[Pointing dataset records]
-=-=-=-=-
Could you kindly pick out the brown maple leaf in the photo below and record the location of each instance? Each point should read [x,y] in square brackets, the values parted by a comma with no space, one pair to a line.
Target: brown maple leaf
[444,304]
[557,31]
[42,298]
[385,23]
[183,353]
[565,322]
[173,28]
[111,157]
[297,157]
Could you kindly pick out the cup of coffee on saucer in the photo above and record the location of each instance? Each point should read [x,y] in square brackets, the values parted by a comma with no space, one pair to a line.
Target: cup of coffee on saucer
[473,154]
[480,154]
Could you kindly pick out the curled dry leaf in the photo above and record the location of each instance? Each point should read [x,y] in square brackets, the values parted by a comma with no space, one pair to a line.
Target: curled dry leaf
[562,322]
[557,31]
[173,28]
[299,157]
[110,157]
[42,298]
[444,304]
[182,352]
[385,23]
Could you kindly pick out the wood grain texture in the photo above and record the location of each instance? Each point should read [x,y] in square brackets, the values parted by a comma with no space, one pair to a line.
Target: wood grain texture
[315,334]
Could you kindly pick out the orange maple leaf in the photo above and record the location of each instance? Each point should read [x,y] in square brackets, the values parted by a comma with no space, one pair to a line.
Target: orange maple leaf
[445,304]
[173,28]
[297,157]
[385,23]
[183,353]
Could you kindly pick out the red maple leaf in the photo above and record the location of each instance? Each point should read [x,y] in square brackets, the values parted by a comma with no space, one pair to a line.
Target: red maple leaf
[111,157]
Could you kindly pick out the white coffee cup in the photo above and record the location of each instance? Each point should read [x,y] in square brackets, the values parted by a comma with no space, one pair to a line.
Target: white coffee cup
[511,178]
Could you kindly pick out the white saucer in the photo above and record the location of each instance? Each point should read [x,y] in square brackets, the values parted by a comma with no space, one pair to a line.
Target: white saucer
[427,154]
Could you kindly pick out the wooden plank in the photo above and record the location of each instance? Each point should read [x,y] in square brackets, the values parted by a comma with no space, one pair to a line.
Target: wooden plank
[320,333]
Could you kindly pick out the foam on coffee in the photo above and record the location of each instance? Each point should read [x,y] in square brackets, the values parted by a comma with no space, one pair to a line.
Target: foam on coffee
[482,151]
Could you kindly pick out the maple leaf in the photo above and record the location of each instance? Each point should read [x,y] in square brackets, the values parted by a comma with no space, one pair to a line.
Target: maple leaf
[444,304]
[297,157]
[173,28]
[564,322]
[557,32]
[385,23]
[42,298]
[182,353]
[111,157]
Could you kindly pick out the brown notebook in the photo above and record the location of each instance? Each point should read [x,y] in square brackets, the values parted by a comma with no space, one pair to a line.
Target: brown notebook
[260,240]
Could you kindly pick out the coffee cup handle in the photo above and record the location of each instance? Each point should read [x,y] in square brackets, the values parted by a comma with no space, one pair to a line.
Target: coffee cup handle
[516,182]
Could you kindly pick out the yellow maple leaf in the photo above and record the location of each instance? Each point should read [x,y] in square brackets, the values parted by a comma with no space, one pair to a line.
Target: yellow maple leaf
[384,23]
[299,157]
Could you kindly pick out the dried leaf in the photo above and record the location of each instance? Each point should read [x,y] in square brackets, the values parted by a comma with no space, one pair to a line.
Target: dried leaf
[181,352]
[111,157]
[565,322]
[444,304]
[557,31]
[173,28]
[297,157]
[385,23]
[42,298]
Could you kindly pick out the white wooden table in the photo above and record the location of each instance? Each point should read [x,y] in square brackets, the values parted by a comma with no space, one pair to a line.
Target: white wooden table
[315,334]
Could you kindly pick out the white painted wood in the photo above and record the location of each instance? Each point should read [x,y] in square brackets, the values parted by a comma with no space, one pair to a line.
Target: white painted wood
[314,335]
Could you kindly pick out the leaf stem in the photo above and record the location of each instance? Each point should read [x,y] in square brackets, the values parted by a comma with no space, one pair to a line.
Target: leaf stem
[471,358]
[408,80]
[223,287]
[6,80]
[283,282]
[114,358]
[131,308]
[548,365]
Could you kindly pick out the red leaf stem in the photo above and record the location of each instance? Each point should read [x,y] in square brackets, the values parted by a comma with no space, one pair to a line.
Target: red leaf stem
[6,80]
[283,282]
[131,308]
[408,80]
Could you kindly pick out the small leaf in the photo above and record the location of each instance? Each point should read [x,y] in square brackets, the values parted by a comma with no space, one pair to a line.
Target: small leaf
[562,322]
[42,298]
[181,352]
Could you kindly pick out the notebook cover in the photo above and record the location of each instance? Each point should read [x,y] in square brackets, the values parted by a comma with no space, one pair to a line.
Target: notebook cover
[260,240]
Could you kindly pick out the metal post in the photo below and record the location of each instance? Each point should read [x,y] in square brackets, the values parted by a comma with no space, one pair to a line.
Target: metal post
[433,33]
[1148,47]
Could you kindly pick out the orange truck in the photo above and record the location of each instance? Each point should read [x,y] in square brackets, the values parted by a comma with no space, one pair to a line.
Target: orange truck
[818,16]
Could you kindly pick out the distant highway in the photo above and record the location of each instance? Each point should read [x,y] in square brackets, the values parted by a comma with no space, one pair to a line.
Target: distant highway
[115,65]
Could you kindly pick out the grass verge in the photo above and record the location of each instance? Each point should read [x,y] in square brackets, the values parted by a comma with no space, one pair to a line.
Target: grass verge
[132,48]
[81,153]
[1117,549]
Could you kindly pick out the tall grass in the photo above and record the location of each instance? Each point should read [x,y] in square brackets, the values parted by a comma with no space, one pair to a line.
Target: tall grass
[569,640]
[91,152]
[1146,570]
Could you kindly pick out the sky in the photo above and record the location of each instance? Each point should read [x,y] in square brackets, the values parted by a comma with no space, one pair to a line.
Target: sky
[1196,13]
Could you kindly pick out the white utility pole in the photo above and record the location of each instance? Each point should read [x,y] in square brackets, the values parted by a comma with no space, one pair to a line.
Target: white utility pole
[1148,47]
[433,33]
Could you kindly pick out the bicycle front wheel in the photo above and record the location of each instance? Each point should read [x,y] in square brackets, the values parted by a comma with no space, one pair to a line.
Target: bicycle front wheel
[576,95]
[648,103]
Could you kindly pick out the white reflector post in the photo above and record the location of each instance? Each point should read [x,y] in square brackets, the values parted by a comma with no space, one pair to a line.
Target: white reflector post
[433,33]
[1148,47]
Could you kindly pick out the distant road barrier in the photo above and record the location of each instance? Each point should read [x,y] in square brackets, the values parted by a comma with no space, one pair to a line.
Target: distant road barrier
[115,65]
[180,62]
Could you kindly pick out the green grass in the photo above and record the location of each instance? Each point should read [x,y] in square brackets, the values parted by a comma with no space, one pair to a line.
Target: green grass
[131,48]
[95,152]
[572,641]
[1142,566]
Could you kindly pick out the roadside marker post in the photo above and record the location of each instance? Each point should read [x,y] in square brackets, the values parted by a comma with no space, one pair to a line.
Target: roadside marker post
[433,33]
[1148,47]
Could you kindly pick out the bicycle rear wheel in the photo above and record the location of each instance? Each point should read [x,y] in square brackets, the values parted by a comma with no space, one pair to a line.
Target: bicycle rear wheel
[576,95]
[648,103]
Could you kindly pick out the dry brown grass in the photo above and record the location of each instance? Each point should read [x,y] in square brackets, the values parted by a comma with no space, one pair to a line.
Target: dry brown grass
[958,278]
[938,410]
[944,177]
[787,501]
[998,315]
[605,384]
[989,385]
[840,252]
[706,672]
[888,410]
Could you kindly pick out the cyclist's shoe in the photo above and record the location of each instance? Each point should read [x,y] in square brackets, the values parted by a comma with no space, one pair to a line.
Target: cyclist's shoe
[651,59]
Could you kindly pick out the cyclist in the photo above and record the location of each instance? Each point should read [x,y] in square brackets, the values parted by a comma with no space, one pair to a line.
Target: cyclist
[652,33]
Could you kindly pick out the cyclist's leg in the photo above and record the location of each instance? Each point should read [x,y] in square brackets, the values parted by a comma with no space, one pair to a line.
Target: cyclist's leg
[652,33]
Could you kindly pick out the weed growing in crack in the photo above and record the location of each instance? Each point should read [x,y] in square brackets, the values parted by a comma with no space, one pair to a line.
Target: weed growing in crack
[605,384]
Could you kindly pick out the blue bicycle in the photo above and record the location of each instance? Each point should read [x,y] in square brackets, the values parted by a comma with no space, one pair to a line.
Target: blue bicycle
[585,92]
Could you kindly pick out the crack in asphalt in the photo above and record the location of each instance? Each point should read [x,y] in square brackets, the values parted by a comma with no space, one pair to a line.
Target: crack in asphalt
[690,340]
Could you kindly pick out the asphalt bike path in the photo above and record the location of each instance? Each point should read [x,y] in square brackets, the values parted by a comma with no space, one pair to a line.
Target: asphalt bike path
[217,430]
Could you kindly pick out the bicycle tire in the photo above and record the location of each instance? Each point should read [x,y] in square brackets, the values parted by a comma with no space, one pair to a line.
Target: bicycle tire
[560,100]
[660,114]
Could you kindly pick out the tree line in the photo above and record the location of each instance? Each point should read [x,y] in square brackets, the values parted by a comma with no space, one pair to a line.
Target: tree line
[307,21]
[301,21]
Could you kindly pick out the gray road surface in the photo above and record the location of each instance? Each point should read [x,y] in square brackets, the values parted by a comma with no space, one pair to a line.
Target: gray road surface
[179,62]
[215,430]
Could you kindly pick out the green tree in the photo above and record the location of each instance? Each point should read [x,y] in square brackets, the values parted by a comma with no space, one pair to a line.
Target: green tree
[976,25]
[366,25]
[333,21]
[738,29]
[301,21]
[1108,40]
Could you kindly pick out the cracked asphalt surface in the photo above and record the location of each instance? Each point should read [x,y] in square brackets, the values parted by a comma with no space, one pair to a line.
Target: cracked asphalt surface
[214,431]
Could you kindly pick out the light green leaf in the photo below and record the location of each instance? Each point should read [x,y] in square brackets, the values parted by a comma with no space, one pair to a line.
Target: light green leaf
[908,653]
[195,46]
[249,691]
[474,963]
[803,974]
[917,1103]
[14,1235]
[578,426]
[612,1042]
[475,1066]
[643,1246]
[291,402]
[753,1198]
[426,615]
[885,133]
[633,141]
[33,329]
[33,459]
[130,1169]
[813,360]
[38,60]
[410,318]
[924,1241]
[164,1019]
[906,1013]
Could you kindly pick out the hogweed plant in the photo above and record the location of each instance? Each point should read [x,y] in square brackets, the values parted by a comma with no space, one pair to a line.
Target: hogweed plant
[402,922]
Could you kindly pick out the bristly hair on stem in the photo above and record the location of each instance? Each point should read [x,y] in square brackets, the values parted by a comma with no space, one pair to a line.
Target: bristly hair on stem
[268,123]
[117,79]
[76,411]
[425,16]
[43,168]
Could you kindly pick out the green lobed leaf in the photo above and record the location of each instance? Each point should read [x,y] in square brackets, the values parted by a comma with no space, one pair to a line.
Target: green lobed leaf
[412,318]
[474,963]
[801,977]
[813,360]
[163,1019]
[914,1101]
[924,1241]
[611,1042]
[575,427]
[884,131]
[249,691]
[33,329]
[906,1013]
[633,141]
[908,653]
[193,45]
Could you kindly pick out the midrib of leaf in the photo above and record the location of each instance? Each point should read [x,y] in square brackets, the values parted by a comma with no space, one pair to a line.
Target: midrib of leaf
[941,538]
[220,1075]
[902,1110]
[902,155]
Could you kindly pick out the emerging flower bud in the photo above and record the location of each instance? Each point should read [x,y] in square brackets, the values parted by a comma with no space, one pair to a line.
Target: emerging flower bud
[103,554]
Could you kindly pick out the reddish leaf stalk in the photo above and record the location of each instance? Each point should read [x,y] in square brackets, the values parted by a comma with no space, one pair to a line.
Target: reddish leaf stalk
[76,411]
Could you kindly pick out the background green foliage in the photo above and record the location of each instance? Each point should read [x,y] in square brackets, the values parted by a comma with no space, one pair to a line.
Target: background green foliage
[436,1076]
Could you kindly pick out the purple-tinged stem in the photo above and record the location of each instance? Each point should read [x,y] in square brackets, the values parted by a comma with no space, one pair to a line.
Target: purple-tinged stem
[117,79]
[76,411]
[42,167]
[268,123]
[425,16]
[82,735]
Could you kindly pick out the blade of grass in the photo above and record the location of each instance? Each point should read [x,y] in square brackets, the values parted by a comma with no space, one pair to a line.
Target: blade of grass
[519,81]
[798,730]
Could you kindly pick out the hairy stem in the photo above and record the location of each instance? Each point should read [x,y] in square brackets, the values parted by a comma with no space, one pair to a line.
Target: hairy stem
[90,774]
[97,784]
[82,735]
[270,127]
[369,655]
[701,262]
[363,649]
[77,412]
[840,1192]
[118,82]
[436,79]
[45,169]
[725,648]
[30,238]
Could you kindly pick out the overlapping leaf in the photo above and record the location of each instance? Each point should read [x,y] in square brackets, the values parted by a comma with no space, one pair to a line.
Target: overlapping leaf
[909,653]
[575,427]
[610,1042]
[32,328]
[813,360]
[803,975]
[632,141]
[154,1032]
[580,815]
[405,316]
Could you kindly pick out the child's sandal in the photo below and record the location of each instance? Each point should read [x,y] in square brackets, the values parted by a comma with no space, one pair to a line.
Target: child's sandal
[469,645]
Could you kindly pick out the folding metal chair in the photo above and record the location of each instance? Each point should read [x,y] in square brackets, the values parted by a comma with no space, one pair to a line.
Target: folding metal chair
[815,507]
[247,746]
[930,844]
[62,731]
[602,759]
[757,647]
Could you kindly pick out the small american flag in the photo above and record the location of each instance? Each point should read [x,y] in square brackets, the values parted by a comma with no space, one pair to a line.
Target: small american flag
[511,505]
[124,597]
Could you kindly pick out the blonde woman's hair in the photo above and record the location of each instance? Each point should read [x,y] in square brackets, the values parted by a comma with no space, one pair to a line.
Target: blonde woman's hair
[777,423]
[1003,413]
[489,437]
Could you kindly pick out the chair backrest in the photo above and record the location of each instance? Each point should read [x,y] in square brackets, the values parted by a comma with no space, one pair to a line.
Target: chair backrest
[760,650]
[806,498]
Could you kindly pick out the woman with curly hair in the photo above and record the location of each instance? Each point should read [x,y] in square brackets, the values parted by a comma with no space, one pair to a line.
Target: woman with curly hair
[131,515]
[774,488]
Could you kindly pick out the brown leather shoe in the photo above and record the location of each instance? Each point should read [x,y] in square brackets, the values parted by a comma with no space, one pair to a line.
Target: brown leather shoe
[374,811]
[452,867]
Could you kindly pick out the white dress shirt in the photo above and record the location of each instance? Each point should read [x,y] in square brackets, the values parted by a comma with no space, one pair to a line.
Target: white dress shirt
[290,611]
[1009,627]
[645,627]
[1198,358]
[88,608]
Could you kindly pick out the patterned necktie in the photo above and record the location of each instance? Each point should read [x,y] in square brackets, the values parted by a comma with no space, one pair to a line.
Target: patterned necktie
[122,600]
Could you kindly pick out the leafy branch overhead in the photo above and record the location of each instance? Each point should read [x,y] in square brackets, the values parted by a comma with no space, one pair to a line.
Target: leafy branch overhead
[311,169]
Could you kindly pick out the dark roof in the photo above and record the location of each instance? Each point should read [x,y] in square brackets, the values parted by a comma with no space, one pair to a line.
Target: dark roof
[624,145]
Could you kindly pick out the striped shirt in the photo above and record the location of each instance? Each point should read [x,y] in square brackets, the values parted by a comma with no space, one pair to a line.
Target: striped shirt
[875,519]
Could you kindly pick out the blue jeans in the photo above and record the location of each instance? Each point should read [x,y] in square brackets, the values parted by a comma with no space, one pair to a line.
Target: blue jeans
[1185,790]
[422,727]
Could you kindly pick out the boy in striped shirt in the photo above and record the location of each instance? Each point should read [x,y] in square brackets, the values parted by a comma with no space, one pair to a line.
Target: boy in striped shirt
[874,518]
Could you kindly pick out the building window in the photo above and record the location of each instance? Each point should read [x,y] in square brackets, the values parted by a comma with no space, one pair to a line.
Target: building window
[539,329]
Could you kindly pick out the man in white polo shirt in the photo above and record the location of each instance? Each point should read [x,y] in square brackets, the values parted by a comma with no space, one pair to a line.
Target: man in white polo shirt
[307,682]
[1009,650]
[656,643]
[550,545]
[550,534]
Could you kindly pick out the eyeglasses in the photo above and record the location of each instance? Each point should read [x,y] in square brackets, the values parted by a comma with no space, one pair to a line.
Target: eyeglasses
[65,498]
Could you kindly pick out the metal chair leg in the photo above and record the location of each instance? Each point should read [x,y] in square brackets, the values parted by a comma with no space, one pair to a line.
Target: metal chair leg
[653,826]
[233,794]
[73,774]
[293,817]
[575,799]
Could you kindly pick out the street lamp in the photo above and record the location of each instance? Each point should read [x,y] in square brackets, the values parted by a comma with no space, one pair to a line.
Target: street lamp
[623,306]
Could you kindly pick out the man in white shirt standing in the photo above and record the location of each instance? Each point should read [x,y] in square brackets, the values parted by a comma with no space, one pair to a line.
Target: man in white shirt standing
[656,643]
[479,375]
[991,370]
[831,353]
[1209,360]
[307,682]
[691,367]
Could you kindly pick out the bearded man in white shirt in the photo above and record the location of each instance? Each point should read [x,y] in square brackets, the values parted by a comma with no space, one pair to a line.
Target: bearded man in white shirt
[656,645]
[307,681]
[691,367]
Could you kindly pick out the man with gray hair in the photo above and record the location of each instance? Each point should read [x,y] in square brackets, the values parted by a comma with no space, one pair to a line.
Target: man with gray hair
-=-=-=-=-
:: TASK OBJECTIVE ::
Extract, exactly, the lines above that begin at the line containing "Could you kindly pick out the street" and end at the final line of the records; add no other text.

:: TASK OUTPUT ::
Could you kindly pick out the street lamp in the photo above and record the location of each instance? Each point should read [x,y] in square brackets, the values parted by a comma with no space, one pair to a line.
Target: street lamp
[623,306]
Could you kindly pick out the man in white shirt standing in the photo above and record the location of each instance? Each point should read [x,y] in square brackets, the values parted by a comma with no space, one pair to a line.
Target: man in white shirt standing
[656,643]
[479,375]
[991,370]
[831,353]
[1209,360]
[307,682]
[691,367]
Could you kindly pick out the bearded man in white shirt in the photo above and record the location of each instance? Each point should read [x,y] in square brackets, the values parted by a comma with no space, one pair to a line.
Target: bearded man in white shirt
[656,645]
[307,681]
[691,367]
Could you kindly pick out the man with gray hair in the photo above and record the location of each instance? Each point should read [x,y] in square brackets, the values parted by a comma with no space, one pair to a line.
Target: man with gray hair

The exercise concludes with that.